> [Jobs]:
(A) Answer these questions about the forum thread on the YouTube video:
(i) On what date were all the posts in the thread made?
(ii) What did Commiecomrade ask someone to do with the thread?
(iii) Where, according to Randy-Darkshade, does the thread not belong?
(B) Carry on the forum thread about the YouTube video from its final post.

> [Page]:
# random funny video of our youtube channel



## pandawillcry (Aug 8, 2011)

http://www.youtube.com/watch?v=T0kkg0RhHD4    this is the link 2 our video, watch it and troll your happy lil asses off.


----------



## Antonin Scalia (Aug 8, 2011)

wash your hair


----------



## Commiecomrade (Aug 8, 2011)

Somebody please lock this, it's depressing me.


----------



## Sarcastic Coffeecup (Aug 8, 2011)

This totally belongs to Lynx plox.


----------



## Fay V (Aug 8, 2011)

I hate being up at this time of night with so little power. Anyway it's been reported. 

Aquaman away!


----------



## Randy-Darkshade (Aug 8, 2011)

Sarcastic Coffeecup said:


> This totally belongs to Lynx plox.



No, this doesn't even belong on the forums, period.

Entries from a dataset
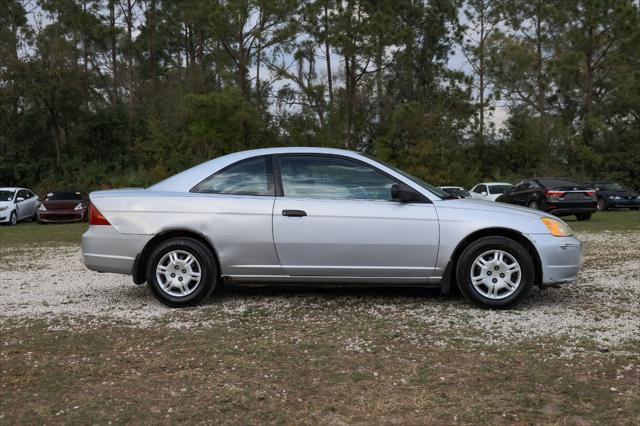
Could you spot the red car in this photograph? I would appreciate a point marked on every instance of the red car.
(63, 207)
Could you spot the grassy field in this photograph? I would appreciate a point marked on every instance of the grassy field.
(28, 233)
(79, 347)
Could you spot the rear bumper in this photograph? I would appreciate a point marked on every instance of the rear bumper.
(106, 250)
(561, 258)
(622, 204)
(61, 216)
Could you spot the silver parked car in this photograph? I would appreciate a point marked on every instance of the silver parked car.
(17, 204)
(321, 216)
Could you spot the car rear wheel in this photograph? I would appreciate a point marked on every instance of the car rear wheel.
(495, 272)
(181, 272)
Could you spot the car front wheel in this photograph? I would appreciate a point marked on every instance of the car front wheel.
(495, 272)
(181, 272)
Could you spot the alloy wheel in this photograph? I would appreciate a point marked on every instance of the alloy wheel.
(496, 274)
(178, 273)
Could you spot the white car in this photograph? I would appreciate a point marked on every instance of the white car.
(490, 190)
(17, 204)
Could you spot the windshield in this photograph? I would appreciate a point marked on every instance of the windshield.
(434, 189)
(609, 187)
(499, 189)
(66, 196)
(6, 195)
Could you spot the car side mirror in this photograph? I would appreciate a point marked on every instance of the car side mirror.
(404, 194)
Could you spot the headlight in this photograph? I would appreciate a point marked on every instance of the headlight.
(557, 227)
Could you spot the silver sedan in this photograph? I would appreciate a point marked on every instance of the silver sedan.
(321, 216)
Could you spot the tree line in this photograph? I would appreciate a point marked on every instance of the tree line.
(109, 93)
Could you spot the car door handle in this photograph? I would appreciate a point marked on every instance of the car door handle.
(294, 213)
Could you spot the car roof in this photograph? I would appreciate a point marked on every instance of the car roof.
(198, 173)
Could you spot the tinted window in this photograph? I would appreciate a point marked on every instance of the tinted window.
(6, 195)
(331, 177)
(609, 186)
(459, 192)
(558, 183)
(64, 196)
(247, 177)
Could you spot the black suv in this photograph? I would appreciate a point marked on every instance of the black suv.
(614, 196)
(558, 196)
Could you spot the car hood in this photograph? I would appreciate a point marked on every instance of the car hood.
(492, 206)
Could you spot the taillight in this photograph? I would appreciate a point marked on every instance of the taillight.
(95, 217)
(555, 194)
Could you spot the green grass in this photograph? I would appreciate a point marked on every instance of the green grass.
(30, 233)
(164, 375)
(623, 220)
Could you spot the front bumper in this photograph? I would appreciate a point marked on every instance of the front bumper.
(61, 216)
(106, 250)
(561, 258)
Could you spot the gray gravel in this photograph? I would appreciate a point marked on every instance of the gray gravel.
(602, 306)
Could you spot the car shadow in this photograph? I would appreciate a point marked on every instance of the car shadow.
(325, 292)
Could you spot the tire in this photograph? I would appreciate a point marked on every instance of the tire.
(521, 282)
(173, 253)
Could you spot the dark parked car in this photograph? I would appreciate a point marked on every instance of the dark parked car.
(558, 196)
(63, 207)
(614, 196)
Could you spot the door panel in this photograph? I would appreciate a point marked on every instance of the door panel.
(356, 238)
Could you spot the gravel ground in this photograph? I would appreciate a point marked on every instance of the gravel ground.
(603, 306)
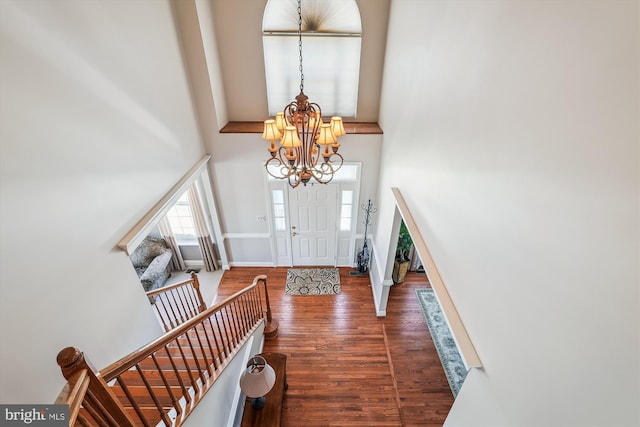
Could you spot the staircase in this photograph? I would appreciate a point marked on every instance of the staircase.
(162, 382)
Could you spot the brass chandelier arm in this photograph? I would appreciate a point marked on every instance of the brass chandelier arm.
(302, 136)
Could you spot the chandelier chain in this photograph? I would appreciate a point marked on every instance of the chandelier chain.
(300, 44)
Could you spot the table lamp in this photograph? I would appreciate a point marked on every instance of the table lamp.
(256, 380)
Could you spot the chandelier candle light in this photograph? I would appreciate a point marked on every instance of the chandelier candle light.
(302, 133)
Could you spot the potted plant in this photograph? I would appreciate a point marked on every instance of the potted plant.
(401, 265)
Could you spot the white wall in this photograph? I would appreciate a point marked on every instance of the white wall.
(511, 129)
(96, 125)
(239, 183)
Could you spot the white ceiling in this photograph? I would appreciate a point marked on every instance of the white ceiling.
(238, 26)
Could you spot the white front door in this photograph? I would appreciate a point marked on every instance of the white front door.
(312, 211)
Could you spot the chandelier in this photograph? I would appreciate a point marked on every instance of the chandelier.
(302, 135)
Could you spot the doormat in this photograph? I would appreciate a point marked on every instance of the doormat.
(313, 281)
(443, 339)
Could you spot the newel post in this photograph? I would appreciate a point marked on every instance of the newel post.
(271, 327)
(71, 360)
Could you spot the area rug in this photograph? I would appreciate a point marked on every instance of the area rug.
(313, 281)
(443, 339)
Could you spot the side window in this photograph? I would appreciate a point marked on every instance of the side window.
(279, 219)
(181, 219)
(346, 210)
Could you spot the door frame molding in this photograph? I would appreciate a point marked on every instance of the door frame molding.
(276, 184)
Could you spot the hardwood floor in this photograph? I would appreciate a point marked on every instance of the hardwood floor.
(346, 366)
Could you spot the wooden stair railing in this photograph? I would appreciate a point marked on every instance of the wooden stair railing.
(177, 303)
(162, 382)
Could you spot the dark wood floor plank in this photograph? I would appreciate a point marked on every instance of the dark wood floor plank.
(346, 366)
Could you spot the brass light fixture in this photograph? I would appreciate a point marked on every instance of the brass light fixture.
(302, 135)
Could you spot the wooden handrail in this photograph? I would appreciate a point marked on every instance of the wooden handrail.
(460, 334)
(163, 381)
(177, 303)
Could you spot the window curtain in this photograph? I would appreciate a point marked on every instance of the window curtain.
(177, 262)
(202, 230)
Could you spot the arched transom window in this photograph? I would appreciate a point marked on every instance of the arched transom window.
(331, 41)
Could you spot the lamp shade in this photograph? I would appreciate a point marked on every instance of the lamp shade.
(258, 378)
(337, 127)
(281, 122)
(271, 131)
(325, 136)
(290, 138)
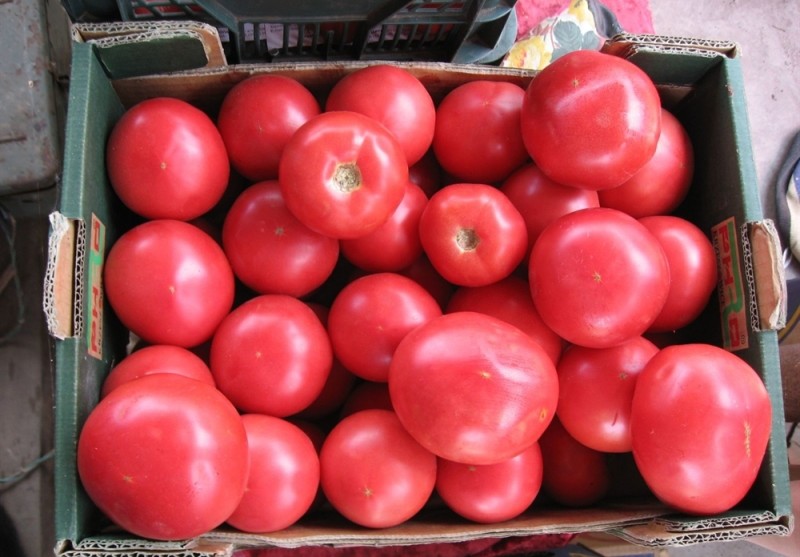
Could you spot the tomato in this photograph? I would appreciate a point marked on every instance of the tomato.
(373, 472)
(472, 234)
(395, 244)
(595, 389)
(160, 440)
(284, 475)
(598, 277)
(692, 270)
(659, 187)
(168, 282)
(395, 98)
(367, 395)
(256, 119)
(370, 317)
(271, 355)
(343, 174)
(423, 273)
(473, 389)
(700, 424)
(271, 251)
(166, 160)
(426, 173)
(478, 136)
(574, 475)
(540, 201)
(158, 358)
(591, 120)
(509, 300)
(491, 493)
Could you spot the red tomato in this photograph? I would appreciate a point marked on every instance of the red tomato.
(370, 317)
(271, 355)
(574, 475)
(367, 395)
(161, 440)
(701, 420)
(591, 120)
(491, 493)
(395, 244)
(540, 201)
(158, 358)
(373, 472)
(168, 282)
(166, 160)
(472, 234)
(271, 251)
(284, 475)
(343, 174)
(395, 98)
(660, 186)
(478, 136)
(598, 277)
(426, 173)
(692, 270)
(473, 389)
(595, 389)
(257, 118)
(423, 273)
(509, 300)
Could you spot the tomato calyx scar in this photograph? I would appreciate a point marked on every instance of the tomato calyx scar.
(467, 239)
(347, 177)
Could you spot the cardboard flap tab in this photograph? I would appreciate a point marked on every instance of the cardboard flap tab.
(765, 274)
(60, 273)
(131, 50)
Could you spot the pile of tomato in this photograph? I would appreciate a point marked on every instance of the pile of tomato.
(375, 302)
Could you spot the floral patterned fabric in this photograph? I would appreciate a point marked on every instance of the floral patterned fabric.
(583, 25)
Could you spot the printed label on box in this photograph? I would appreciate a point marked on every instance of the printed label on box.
(730, 286)
(97, 245)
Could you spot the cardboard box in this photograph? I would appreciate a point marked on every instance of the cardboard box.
(115, 66)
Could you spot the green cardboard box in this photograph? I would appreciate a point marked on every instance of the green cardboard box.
(114, 66)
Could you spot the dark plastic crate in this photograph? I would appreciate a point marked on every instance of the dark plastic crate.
(463, 31)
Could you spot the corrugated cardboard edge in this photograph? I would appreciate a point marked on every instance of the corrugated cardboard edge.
(765, 275)
(108, 34)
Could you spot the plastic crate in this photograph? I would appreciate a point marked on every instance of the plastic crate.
(462, 31)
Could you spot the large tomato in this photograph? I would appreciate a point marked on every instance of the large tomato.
(595, 389)
(169, 282)
(701, 420)
(271, 251)
(472, 234)
(158, 358)
(370, 317)
(271, 355)
(478, 137)
(510, 300)
(493, 492)
(473, 389)
(164, 457)
(343, 174)
(598, 277)
(574, 475)
(373, 472)
(166, 160)
(284, 475)
(692, 270)
(660, 186)
(257, 118)
(395, 244)
(395, 98)
(540, 201)
(591, 119)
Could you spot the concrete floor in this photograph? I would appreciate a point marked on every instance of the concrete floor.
(770, 50)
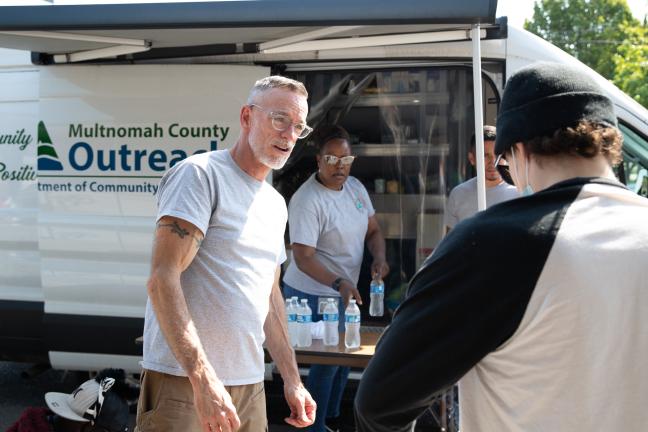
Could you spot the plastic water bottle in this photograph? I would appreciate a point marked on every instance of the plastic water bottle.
(304, 319)
(291, 314)
(352, 325)
(377, 294)
(331, 320)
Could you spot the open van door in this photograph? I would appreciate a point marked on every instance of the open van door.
(126, 90)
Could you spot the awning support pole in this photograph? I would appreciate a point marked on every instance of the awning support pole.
(479, 118)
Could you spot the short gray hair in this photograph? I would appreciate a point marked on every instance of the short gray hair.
(276, 81)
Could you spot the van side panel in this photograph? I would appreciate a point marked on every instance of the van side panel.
(106, 136)
(21, 304)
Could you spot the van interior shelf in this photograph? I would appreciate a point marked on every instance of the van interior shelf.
(405, 149)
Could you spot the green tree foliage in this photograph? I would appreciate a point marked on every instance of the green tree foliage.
(590, 30)
(603, 34)
(631, 64)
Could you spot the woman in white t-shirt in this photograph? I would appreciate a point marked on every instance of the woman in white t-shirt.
(330, 219)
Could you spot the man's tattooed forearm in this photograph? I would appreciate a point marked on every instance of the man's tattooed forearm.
(182, 233)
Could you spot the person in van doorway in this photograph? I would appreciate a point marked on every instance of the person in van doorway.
(214, 295)
(535, 298)
(330, 219)
(462, 201)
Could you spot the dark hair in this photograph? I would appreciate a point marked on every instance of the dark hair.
(490, 134)
(586, 139)
(326, 133)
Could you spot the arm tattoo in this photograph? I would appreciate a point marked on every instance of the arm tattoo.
(182, 233)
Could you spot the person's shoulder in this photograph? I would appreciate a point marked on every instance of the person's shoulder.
(308, 188)
(354, 184)
(202, 161)
(307, 194)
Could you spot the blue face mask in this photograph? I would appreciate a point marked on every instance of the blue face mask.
(528, 190)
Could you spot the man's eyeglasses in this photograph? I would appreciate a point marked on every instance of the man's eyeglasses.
(333, 160)
(503, 169)
(281, 122)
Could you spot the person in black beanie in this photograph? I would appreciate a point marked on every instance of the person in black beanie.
(538, 305)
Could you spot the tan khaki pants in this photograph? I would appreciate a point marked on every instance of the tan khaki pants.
(166, 404)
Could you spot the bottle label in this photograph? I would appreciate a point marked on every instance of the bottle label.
(377, 288)
(352, 318)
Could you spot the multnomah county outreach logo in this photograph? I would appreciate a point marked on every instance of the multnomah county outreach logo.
(47, 157)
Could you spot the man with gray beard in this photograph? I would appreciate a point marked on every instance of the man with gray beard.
(214, 295)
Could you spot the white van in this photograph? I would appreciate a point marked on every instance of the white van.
(101, 99)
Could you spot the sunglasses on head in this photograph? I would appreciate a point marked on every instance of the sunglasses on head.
(503, 169)
(333, 160)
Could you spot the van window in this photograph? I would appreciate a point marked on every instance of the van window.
(635, 160)
(410, 130)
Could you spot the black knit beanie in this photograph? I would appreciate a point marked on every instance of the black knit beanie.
(544, 97)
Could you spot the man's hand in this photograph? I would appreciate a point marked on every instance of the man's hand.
(348, 291)
(380, 266)
(302, 406)
(214, 404)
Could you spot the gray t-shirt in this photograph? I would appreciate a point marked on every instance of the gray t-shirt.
(462, 202)
(335, 224)
(228, 284)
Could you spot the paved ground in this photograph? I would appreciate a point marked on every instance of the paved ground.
(22, 386)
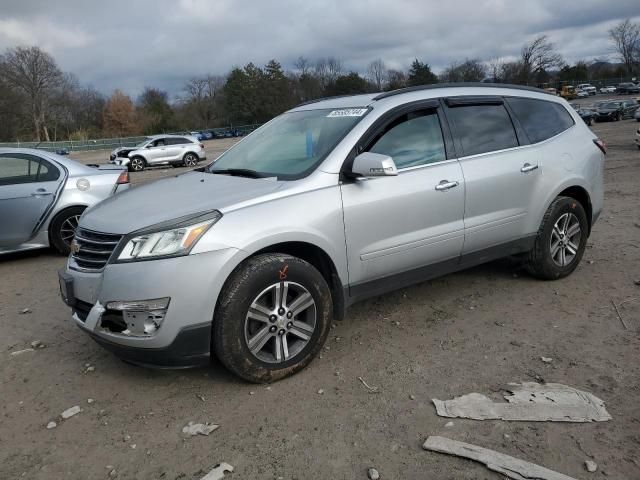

> [Expected outputs]:
(A)
(i) Aug 8, 2011.
(ii) Lock it.
(iii) On the forums at all.

(B)
----------



## Sarcastic Coffeecup (Aug 8, 2011)

Maybe you're right 
/derp


----------



## ramsay_baggins (Aug 8, 2011)

Moving to Lynx Plox


----------



## pandawillcry (Aug 17, 2011)

for your information i washed my hair like 45 mins b4 making this video.


----------



## Randy-Darkshade (Aug 17, 2011)

pandawillcry said:


> for your information i washed my hair like 45 mins b4 making this video.



I didn't even bother watching the video.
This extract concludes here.